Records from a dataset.
-- START --

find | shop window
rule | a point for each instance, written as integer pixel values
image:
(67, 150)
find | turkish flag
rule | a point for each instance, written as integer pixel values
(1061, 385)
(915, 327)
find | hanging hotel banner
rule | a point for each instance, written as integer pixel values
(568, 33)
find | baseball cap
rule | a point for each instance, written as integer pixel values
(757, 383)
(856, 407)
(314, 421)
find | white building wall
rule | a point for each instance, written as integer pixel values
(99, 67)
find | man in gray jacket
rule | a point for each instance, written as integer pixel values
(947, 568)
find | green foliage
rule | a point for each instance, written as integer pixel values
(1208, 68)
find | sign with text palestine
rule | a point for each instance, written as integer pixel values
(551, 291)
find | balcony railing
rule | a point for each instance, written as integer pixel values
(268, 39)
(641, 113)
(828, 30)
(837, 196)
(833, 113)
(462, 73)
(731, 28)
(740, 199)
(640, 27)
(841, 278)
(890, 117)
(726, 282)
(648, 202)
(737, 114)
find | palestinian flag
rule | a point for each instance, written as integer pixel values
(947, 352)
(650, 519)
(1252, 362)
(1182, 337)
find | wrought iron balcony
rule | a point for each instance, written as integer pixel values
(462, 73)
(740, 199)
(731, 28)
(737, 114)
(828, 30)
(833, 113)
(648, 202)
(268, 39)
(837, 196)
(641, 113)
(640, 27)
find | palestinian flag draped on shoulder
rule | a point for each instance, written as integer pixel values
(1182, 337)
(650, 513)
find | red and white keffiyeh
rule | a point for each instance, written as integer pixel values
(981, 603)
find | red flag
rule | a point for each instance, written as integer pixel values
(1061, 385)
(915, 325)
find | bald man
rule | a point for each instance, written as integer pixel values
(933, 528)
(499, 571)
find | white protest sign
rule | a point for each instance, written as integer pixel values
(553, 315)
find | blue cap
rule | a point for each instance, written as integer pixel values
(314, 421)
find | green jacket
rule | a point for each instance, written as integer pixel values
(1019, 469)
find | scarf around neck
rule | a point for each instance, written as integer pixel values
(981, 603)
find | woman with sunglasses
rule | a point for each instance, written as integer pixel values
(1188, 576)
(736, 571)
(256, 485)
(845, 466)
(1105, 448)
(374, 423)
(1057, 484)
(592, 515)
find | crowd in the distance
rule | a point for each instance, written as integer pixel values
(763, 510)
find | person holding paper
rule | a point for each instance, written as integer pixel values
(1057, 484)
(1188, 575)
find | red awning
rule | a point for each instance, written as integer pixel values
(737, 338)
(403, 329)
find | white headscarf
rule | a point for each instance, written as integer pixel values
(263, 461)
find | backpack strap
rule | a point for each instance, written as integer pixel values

-- END --

Stated goal. Output the stretch of these entries from the line that contains "find | balcony railing" through the line that contains "(1019, 469)" as a JSON list of strings, one string per line, with blank lines omitted.

Correct answer.
[
  "find | balcony railing",
  "rule | a point for each instance, written as integer pixel values",
  "(268, 39)",
  "(641, 113)",
  "(828, 30)",
  "(837, 196)",
  "(833, 113)",
  "(462, 73)",
  "(731, 28)",
  "(740, 199)",
  "(640, 27)",
  "(841, 278)",
  "(890, 117)",
  "(726, 282)",
  "(648, 202)",
  "(737, 114)",
  "find | palestinian flag",
  "rule | a point for each instance, written as integer pixel values",
  "(947, 352)",
  "(650, 519)",
  "(1252, 362)",
  "(1182, 337)",
  "find | wrought iron balcony",
  "rule | a point for each instance, written as integer pixel values",
  "(462, 73)",
  "(740, 199)",
  "(731, 28)",
  "(737, 114)",
  "(828, 30)",
  "(833, 113)",
  "(648, 202)",
  "(268, 39)",
  "(837, 196)",
  "(641, 113)",
  "(640, 27)",
  "find | palestinian flag draped on shoulder",
  "rule | a point for each instance, written as integer pixel values",
  "(1182, 337)",
  "(650, 513)",
  "find | red and white keffiyeh",
  "rule | a point for each instance, written as integer pixel values",
  "(981, 603)",
  "find | red flag",
  "rule | a point for each instance, written as integer pixel values",
  "(1061, 385)",
  "(915, 325)",
  "find | bald man",
  "rule | a point for each instance, written as integer pixel values",
  "(933, 528)",
  "(499, 571)",
  "find | white protest sign",
  "rule | a point for each instance, written as integer pixel values",
  "(553, 315)",
  "find | blue cap",
  "rule | a point for each instance, written as integer pixel values",
  "(314, 421)",
  "find | green jacket",
  "rule | a point for each instance, written as integer pixel values",
  "(1019, 469)"
]